WHAT YOU ARE ASKED TO DO: In the Maasai Mara trip account below, which river did the group travel south of while in the Maasai Mara National Reserve?

TEXT TO READ:
The map from this trip is much more extensively detailed, as I spent considerable time plotting the location of just about every sighting.

I found that I needed my smartphone app less, as any time I captured an image or video with my camera, I had the GPS location automatically recorded; but I did use the app on quite a few occasions, typically when we were at a specific location or doing something which did not involve photography at the time.

Here is my map of our locations during this most recent trip to Kenya:

As can be seen, we were all over the Mara North Conservancy, in which we were based.  We spent quite a lot of our time in the north towards the Mara River; but also spent time south of camp.

We also spent time much further south in the Maasai Mara National Reserve, going south of the Talek River, to a point at which we were closer to the Kenya-Tanzania border than we were to camp.

I always find it interesting to know the geography of a place I visit, and to see where we have been.  There was certainly a lot of overlap with the general areas in which we had sightings during the first trip (and even specific locations such as Leopard Gorge and Mario’s Tree), but we also spent time in other areas which were new to us.

Maasai Mara 2019: Day 2 of 7

On our second day in the Maasai Mara region of Kenya during our Africa trip of 2019, we rose early in preparation for a hot drink around the camp fire with Mario, Francis and the Elephant Pepper Camp crew, before setting out into the plains in the darkness.

Our plan for this morning, and indeed for every morning in the Mara, was to shoot some landscape images at dawn and sunrise.

As we chatted around the warmth of the camp fire in cool morning air, the increasingly lightening sky revealed a lot of cloud cover, which was not promising for landscape images, but we set out anyway, as conditions can change quickly, and there is no certain way of knowing what the sky will do.

We headed a short drive west of camp to a familiar location: Mario’s Tree.

Mario’s Tree is an iconic acacia tree in the Mara North Conservancy, named after Mario Moreno (he laid claim to this tree, as he photographs it during most visits), which is very photogenic, and well positioned in altitude and location for shooting landscape images against the rising sun.

We naturally had to return to photograph it again during our second visit to the Mara.

Mario's Tree Revisited

Mario’s Tree Revisited

The conditions this time were vastly different, and the sunrise on this particular morning was far from spectacular; but it was nice to return to a familiar landmark in the coolness and quiet of dawn before venturing out further into the plains for our morning game drive.

For images like this, I find that the best results come from using a telephoto lens from a distance to ‘flatten’ the apparent distance between the subject and the background. When the sun is rising, it looks bigger and more dramatic.

EXCERPTED RECORDS:
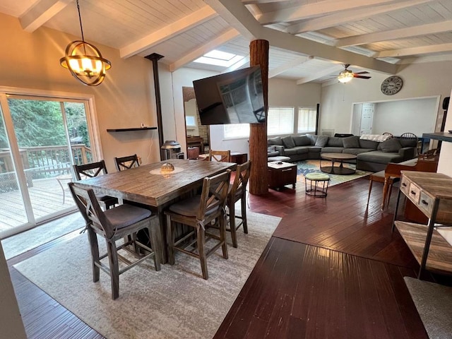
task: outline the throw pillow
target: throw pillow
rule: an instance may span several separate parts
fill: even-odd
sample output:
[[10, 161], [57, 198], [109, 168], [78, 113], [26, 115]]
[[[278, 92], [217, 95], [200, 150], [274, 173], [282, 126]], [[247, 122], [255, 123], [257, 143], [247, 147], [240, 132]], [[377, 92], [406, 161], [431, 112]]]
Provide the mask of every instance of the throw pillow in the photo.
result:
[[398, 139], [393, 138], [382, 142], [381, 148], [381, 150], [385, 153], [398, 152], [398, 150], [402, 148], [402, 145], [400, 145]]
[[311, 145], [311, 139], [307, 136], [295, 136], [292, 138], [296, 146], [309, 146]]
[[279, 136], [277, 136], [276, 138], [270, 138], [270, 139], [267, 140], [267, 145], [279, 145], [280, 146], [282, 146], [282, 141]]
[[344, 138], [343, 143], [345, 148], [359, 148], [359, 136], [355, 136]]
[[292, 138], [292, 136], [285, 136], [284, 138], [281, 138], [281, 140], [285, 148], [293, 148], [295, 147], [295, 143], [294, 143], [294, 139]]
[[325, 147], [328, 143], [328, 136], [319, 136], [316, 141], [316, 146]]

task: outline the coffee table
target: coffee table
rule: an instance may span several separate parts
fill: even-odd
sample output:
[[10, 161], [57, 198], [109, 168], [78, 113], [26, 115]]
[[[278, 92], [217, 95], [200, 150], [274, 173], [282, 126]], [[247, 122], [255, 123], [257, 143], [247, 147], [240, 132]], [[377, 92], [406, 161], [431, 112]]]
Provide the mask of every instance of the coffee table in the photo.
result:
[[[356, 172], [355, 170], [349, 167], [344, 167], [344, 160], [353, 160], [356, 159], [354, 154], [347, 153], [321, 153], [320, 155], [320, 170], [330, 174], [349, 175]], [[331, 160], [331, 166], [325, 166], [322, 167], [322, 159]], [[335, 166], [335, 162], [340, 162], [339, 166]]]
[[279, 191], [285, 185], [295, 189], [297, 184], [297, 165], [281, 161], [268, 162], [268, 186]]

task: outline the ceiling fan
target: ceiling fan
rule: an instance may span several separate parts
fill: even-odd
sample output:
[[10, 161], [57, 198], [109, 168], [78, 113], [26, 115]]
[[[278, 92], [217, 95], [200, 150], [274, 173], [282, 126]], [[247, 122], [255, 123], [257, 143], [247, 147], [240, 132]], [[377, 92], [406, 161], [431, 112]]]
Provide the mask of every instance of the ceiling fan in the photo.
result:
[[371, 78], [371, 76], [361, 75], [369, 74], [367, 71], [354, 73], [352, 71], [347, 69], [350, 66], [350, 64], [344, 64], [343, 66], [345, 69], [341, 71], [338, 76], [338, 80], [341, 83], [348, 83], [353, 78], [358, 78], [360, 79], [370, 79]]

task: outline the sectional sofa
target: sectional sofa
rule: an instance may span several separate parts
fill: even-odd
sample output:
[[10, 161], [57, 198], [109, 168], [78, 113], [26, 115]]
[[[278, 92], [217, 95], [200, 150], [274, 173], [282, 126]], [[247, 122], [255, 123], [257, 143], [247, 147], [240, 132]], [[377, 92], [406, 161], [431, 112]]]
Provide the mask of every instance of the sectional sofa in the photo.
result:
[[401, 162], [417, 155], [416, 139], [392, 138], [382, 142], [357, 136], [339, 138], [312, 134], [268, 139], [268, 156], [289, 157], [290, 162], [320, 159], [321, 153], [357, 155], [356, 168], [370, 172], [385, 169], [388, 162]]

TASK RESULT: The Talek River.